**YOUR OBJECTIVE**. Rewrite the items in the stretch from "the green awning" through "0 208 309 343", replacing "supplied image" with "provided image" wherever it occurs and leaving everything else unchanged. Leave the pictures out of your answer.

_ _ _ _

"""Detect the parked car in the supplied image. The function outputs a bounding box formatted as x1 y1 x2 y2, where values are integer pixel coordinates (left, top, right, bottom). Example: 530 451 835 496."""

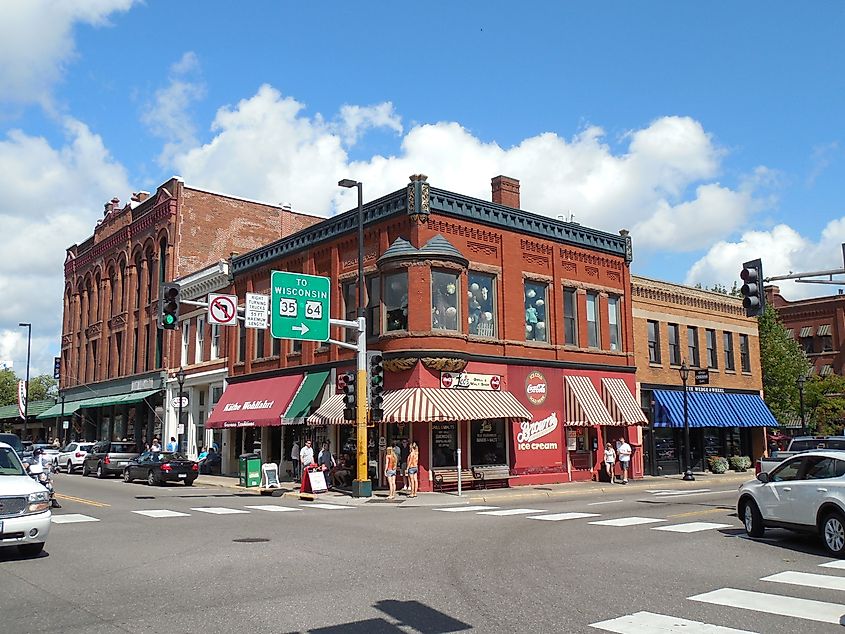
82 440 138 478
123 451 199 486
736 449 845 557
0 442 52 555
53 442 94 473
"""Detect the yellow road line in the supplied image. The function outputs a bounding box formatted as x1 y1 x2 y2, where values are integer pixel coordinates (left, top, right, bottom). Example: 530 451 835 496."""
56 493 111 508
667 508 733 517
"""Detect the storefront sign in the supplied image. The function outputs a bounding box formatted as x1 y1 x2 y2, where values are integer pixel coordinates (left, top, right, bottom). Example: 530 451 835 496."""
440 372 502 391
525 370 549 405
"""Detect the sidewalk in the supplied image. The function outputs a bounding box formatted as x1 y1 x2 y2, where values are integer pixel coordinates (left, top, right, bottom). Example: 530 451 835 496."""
196 471 754 508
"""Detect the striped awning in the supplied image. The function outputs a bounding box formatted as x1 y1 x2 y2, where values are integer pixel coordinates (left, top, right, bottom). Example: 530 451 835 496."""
601 378 648 425
563 376 608 427
382 387 531 423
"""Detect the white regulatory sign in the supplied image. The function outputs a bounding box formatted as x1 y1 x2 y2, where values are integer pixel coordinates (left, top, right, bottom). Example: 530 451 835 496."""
208 293 238 326
244 293 270 330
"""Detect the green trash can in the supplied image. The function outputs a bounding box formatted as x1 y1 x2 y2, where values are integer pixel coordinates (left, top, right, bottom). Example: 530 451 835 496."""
238 453 261 487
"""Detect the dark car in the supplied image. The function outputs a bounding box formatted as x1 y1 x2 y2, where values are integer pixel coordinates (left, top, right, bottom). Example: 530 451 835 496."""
123 451 200 486
82 440 138 478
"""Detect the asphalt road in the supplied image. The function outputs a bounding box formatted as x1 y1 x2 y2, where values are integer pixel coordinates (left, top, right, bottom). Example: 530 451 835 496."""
0 474 845 634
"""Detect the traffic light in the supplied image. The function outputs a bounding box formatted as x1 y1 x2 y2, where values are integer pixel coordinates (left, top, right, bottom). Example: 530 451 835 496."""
343 372 358 420
158 282 184 330
370 354 384 423
739 258 766 317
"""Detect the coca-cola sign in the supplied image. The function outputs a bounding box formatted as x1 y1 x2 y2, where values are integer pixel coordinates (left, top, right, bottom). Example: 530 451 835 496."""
525 370 549 405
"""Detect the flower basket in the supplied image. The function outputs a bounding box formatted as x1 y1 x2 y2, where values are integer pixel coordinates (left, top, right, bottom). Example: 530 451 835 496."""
707 456 728 473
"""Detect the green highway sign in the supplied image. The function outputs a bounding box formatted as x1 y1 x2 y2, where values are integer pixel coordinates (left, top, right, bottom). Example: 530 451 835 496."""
270 271 331 341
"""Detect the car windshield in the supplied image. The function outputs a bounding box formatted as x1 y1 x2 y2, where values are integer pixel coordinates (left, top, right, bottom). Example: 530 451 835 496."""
0 447 26 475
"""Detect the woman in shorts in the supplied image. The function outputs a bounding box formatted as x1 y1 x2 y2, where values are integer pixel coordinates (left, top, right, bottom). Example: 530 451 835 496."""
407 442 420 498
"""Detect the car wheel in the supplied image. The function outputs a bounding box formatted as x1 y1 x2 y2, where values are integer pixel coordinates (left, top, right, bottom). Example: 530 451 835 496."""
18 542 44 557
741 500 766 537
822 513 845 557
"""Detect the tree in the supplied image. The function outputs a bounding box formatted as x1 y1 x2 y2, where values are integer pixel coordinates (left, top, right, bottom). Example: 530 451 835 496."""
757 304 810 424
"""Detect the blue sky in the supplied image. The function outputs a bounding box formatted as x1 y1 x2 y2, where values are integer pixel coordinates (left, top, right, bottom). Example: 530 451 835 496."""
0 0 845 372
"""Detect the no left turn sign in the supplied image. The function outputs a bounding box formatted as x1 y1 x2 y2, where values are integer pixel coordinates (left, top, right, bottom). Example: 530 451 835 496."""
208 293 238 326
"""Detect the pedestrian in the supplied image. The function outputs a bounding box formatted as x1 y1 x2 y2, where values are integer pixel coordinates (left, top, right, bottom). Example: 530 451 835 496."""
408 442 420 498
602 443 616 484
616 438 631 484
290 440 300 480
384 447 398 500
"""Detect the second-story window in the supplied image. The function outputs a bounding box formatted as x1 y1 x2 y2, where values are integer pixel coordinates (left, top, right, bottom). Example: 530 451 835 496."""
724 332 736 372
739 335 751 372
607 297 622 350
706 329 719 369
687 326 701 368
587 292 601 348
563 288 579 346
669 324 681 365
525 280 549 342
431 271 461 330
384 270 408 332
647 321 661 364
467 271 497 337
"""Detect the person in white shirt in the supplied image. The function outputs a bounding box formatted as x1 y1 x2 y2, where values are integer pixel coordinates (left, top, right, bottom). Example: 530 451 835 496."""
616 438 631 484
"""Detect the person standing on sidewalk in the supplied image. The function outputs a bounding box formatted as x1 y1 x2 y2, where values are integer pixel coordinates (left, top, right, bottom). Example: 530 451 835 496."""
616 438 631 484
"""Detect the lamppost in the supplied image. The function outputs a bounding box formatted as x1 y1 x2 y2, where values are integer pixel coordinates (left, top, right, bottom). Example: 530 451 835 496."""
18 323 32 440
678 361 695 480
176 368 187 453
795 373 807 436
337 178 372 497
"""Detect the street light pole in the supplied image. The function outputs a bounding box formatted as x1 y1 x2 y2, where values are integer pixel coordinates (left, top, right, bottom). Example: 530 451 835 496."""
18 323 32 440
795 374 807 436
678 361 695 480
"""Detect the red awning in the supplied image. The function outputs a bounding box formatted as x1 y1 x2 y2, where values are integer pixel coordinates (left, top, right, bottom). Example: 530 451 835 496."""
205 374 303 429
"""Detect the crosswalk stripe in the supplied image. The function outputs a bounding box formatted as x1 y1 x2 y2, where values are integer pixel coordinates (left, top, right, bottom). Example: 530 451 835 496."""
191 506 249 515
478 509 546 517
246 504 300 513
434 506 499 513
760 570 845 590
132 509 191 518
590 517 666 526
590 612 754 634
528 513 599 522
689 588 845 625
52 513 100 524
651 522 731 533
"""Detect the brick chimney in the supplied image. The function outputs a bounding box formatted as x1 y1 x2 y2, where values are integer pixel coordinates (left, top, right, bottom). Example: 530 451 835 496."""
490 176 519 209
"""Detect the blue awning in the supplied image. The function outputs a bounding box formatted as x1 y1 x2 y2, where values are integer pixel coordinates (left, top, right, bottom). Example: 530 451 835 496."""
652 390 777 427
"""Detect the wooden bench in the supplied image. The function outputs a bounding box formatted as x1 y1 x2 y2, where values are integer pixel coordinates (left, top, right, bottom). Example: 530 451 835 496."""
472 465 511 489
431 469 477 493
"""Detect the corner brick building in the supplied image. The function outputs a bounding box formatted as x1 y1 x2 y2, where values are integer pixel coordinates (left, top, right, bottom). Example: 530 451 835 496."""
40 177 320 442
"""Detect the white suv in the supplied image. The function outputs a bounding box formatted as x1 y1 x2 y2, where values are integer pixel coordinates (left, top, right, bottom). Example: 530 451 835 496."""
53 442 94 473
0 443 52 555
736 450 845 557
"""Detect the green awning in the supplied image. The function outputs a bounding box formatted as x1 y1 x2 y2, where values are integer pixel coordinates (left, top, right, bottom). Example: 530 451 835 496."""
282 371 329 425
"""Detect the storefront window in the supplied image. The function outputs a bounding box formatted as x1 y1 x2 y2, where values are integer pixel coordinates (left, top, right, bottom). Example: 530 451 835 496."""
525 280 549 342
467 271 496 337
469 418 507 465
384 271 408 332
431 423 458 468
431 271 460 330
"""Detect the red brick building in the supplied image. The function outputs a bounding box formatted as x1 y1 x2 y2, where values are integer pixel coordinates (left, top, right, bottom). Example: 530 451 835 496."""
36 177 320 441
207 175 644 489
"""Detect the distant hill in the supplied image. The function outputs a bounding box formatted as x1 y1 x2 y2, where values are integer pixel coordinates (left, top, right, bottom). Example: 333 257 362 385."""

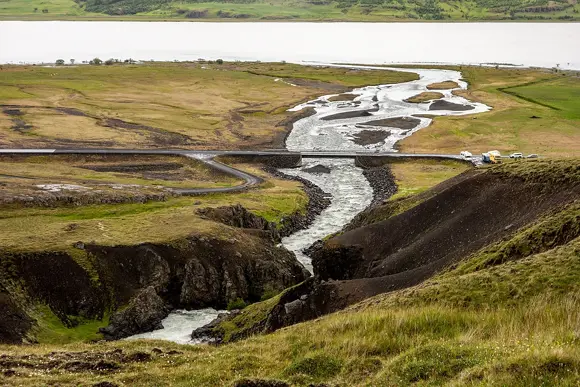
0 0 580 21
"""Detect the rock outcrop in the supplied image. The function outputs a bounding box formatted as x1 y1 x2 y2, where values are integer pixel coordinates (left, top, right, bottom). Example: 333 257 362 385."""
99 286 170 340
0 208 309 343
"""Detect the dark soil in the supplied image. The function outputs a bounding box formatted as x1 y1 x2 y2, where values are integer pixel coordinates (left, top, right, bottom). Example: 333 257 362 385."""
264 166 330 237
197 204 280 242
0 285 33 344
0 229 309 343
0 349 177 376
363 167 397 211
362 117 421 129
0 105 196 146
302 164 331 173
353 130 391 146
215 165 580 340
10 118 34 134
272 107 316 148
429 100 475 112
328 93 358 102
320 107 379 121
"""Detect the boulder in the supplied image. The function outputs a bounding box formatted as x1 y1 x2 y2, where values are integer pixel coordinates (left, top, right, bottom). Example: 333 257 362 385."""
99 286 170 340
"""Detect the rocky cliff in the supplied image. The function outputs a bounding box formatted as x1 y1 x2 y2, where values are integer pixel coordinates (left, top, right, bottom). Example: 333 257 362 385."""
0 211 308 343
197 160 580 341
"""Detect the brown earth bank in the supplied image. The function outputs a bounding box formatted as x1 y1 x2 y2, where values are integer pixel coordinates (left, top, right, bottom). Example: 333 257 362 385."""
353 130 391 146
320 107 379 121
405 91 444 103
264 166 330 237
361 117 421 129
429 100 475 112
197 159 580 341
0 215 309 343
427 81 459 90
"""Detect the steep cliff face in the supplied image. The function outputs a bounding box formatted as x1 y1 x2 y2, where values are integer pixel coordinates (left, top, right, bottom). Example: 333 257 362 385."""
199 160 580 341
0 214 308 342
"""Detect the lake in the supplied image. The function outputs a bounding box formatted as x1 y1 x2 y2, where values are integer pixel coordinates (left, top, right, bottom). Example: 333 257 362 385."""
0 21 580 69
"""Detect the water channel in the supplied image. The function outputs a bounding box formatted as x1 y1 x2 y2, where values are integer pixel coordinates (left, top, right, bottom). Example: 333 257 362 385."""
131 66 490 343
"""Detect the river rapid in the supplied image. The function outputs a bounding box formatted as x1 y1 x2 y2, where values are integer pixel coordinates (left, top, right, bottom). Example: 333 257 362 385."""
282 66 490 272
128 65 490 344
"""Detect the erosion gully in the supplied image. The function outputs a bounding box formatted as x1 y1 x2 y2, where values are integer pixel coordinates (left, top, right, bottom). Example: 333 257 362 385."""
129 64 490 343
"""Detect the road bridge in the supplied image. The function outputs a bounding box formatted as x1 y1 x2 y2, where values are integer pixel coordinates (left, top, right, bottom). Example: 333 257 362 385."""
0 148 477 195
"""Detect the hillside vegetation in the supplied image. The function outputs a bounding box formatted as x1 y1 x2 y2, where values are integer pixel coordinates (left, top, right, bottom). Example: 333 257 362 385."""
0 62 417 149
399 66 580 157
0 0 580 21
1 159 580 386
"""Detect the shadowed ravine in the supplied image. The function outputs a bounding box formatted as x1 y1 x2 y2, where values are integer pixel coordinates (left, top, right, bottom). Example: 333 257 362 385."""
128 66 490 343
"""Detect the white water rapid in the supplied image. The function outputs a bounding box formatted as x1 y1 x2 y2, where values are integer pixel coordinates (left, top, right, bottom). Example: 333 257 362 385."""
126 308 223 344
281 65 490 272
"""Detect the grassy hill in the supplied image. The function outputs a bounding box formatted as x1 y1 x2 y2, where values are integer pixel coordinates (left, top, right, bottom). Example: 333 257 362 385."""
0 0 580 21
0 159 580 386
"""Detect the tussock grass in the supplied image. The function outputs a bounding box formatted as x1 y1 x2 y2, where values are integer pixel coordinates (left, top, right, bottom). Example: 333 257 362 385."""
0 63 416 149
400 66 580 157
0 206 580 386
427 81 459 90
405 91 443 103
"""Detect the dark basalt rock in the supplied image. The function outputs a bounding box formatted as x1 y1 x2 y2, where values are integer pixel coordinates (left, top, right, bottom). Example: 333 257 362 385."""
429 100 475 112
320 107 379 121
360 117 421 129
197 204 280 241
302 164 330 173
311 246 363 280
99 286 170 340
234 379 290 387
353 130 391 146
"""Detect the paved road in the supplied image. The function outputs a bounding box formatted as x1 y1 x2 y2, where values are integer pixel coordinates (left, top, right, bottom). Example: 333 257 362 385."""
0 148 478 195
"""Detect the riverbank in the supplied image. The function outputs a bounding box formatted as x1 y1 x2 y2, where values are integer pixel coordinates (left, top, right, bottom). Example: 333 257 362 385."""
0 0 579 23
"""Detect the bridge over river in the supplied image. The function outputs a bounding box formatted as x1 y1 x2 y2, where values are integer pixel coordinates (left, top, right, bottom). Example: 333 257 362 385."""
0 148 480 195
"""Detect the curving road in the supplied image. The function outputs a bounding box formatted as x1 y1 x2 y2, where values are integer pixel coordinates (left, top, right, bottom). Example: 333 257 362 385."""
0 148 479 195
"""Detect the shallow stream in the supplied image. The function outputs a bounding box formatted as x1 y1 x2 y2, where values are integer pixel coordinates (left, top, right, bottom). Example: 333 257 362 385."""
282 66 490 272
129 66 490 344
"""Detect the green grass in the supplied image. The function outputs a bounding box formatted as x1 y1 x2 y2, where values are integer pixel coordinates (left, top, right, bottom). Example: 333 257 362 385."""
400 66 580 157
33 305 108 344
503 77 580 119
0 0 579 22
388 160 470 201
0 202 580 387
0 63 416 149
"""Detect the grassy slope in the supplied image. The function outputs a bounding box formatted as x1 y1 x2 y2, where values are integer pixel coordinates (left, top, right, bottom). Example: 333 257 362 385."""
0 63 414 149
0 0 580 21
0 172 308 251
1 171 580 386
388 160 469 200
400 67 580 156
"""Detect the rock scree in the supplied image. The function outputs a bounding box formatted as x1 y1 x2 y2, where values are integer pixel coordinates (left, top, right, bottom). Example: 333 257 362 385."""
0 210 310 343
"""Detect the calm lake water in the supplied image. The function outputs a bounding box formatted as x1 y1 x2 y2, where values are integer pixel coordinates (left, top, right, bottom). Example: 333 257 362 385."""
0 21 580 69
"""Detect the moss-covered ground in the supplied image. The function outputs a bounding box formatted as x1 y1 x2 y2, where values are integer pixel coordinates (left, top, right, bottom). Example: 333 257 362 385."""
1 200 580 386
0 0 580 22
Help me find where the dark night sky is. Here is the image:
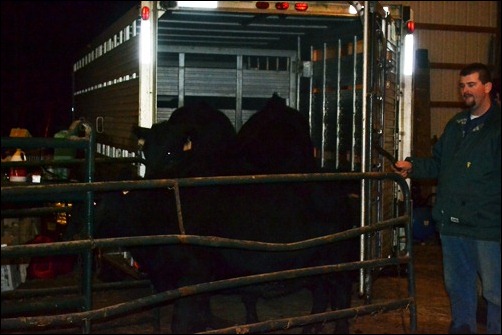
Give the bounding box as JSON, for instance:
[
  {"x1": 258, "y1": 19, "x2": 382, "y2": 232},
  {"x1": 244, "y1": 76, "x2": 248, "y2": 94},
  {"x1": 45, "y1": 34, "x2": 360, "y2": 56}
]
[{"x1": 1, "y1": 1, "x2": 139, "y2": 137}]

_ _ _ _

**RESULT FOR THIS EXERCISE**.
"""Detect the green awning in the provided image. The function outputs a bounding box formatted as x1 y1 x2 y2, where values are integer pixel coordinates (left, top, right, bottom). Example: 530 451 835 496."""
282 371 329 425
"""Detect the storefront window in the provided image. The function outputs a bounding box formatted as x1 y1 x2 y2, where values are integer pixel coordinates (left, top, right, bottom). Example: 530 451 835 496."""
525 280 549 342
467 271 496 337
469 418 507 465
384 271 408 332
431 423 458 468
431 271 460 330
"""Detect the red brick building in the provided image. The function outputs a bounding box formatted as x1 y1 x2 y2, where values are integer pixel coordinates (left, top, right, bottom). Example: 530 451 835 496."""
36 177 320 441
207 175 644 489
"""Detect the distant hill in the provided image. The function outputs a bounding box formatted as x1 y1 x2 y2, where values are integer pixel coordinates (left, top, right, bottom). Example: 333 257 362 385."""

0 0 580 21
"""Detect the rock outcrop in the provided image. The function outputs a bounding box formatted as x1 y1 x2 y2, where values are integer pixel coordinates (left, top, right, bottom). Example: 333 257 362 385."""
99 286 170 340
0 208 309 343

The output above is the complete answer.